Your instructions >> All of the entries must be output exactly as they are.

Stored data entries >>
###
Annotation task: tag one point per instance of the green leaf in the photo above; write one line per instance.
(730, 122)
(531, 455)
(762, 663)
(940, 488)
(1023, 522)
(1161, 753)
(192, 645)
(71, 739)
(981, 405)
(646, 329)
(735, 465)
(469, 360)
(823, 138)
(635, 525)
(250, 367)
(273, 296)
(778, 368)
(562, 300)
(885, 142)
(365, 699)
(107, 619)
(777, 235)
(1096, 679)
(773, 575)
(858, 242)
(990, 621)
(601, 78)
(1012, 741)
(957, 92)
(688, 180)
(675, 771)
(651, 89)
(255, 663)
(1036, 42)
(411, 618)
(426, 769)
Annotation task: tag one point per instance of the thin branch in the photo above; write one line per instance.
###
Result of this task >>
Annotation task: tag one point per instance of the green leaf in the photo above; write one line per instance.
(730, 122)
(531, 455)
(762, 663)
(940, 488)
(1023, 522)
(1161, 753)
(192, 645)
(71, 739)
(981, 405)
(646, 329)
(735, 465)
(469, 360)
(823, 138)
(635, 525)
(250, 367)
(273, 296)
(778, 368)
(562, 300)
(885, 142)
(365, 699)
(107, 619)
(777, 235)
(1096, 679)
(773, 575)
(858, 242)
(990, 621)
(601, 78)
(1012, 741)
(957, 92)
(688, 180)
(675, 771)
(651, 89)
(255, 663)
(1036, 42)
(411, 618)
(426, 769)
Annotation task: tag one point per instance of the thin branch in the photo above; write one line per instance.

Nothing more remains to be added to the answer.